Could you give every record again, exactly as it reads?

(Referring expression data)
——

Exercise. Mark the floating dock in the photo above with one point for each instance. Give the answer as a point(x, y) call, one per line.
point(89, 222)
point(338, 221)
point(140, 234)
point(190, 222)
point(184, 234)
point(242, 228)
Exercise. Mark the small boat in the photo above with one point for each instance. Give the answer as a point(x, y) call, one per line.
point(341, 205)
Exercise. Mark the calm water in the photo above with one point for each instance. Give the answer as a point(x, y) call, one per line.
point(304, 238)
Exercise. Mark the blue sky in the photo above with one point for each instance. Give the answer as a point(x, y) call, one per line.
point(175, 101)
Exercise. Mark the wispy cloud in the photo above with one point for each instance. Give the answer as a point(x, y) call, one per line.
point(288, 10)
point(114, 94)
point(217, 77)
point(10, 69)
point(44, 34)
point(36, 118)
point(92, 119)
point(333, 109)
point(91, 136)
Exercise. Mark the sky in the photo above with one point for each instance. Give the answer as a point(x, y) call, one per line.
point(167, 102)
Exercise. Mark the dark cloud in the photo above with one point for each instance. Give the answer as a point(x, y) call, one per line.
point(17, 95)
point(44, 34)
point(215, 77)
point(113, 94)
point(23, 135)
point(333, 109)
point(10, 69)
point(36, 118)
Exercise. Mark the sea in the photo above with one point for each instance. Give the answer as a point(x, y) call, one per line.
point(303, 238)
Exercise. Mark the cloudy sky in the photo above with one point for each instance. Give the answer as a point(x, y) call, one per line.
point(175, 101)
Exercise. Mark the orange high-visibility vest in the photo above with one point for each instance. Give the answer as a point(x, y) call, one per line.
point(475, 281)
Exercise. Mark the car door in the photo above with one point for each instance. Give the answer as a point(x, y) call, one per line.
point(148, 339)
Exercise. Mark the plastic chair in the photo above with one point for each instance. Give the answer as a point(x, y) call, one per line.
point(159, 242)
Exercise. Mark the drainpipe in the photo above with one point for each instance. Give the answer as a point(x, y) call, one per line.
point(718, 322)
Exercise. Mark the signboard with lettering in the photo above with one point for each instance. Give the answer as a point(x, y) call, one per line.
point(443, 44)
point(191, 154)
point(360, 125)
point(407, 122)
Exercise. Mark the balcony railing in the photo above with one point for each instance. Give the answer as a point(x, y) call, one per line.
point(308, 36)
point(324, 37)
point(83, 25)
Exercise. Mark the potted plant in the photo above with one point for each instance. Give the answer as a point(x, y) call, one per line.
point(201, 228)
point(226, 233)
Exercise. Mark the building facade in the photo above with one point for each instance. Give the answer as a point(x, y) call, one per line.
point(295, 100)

——

#### TASK RESPONSE:
Exercise. Mark the floating dock in the photo above with one point for each instance. Give the answer as a point(x, y) call, one per line.
point(89, 222)
point(338, 221)
point(140, 234)
point(190, 222)
point(184, 234)
point(242, 228)
Exercise. Mark the small boat in the photo above with one point for each instance. Give the answer as a point(x, y) call, one per line.
point(341, 205)
Exercise. Mark the calm water in the photo above with one point for each instance. Give the answer as a point(x, y) call, one per line.
point(304, 238)
Exercise. Mark the blue sky in the photo above with one point for each instance. Give the answer as a point(x, y) call, one per line.
point(175, 101)
Exercise. Mark the wispy cloud in the photo above with one point for each instance. Give the answer as a point(x, y) call, one per line.
point(288, 10)
point(114, 94)
point(217, 77)
point(10, 69)
point(44, 34)
point(36, 118)
point(92, 119)
point(333, 109)
point(91, 136)
Exercise. Mark the sky in the photo above with one point for each instance. Give the answer as a point(x, y) call, one per line.
point(167, 102)
Exercise. Mark the dark cloud in the photo above with one point for each instance. Give the answer as a point(x, y) call, one per line.
point(17, 95)
point(44, 34)
point(215, 77)
point(113, 94)
point(23, 135)
point(333, 109)
point(10, 69)
point(36, 118)
Exercise. Mark the sea in the photo above with one point for each instance. Give the answer as a point(x, y) call, one per line.
point(303, 238)
Exercise. Mark the cloudy sky in the photo above with one point for each instance. Give the answer as a point(x, y) call, one per line.
point(175, 101)
Exercise. Mark the orange high-visibility vest in the photo above with one point for each instance. Give the answer as a point(x, y) call, one per line.
point(475, 281)
Exercise. Mark the car door in the photo above with one point for each instance. Give the answer as a point(x, y) call, one per line.
point(148, 339)
Exercise. Mark the plastic chair in the photo above with one point for each instance. Give the answer as a point(x, y) call, one per line.
point(159, 242)
Exercise. Mark the drainpipe in the photo above with one point for each instance. Give the answer as a point(x, y) call, one per line.
point(718, 322)
Exercise. Mark the signboard with lettering in the photo above with one point for each instance. Give the answer as a point(x, y) call, one per line.
point(443, 44)
point(191, 154)
point(360, 125)
point(407, 122)
Exercise. Mark the balcony railing in the photo above with one point for each instance. Give the answer as a point(x, y) call, one per line.
point(308, 36)
point(324, 37)
point(83, 25)
Exercise. Mark the potted plant in the photo above with one point for each instance. Give the answer as a point(x, y) call, one per line.
point(201, 228)
point(226, 233)
Exercise. Mark the building facade in the photo above with one point for each instance. Give the answer as a point(x, y) call, one per line.
point(295, 100)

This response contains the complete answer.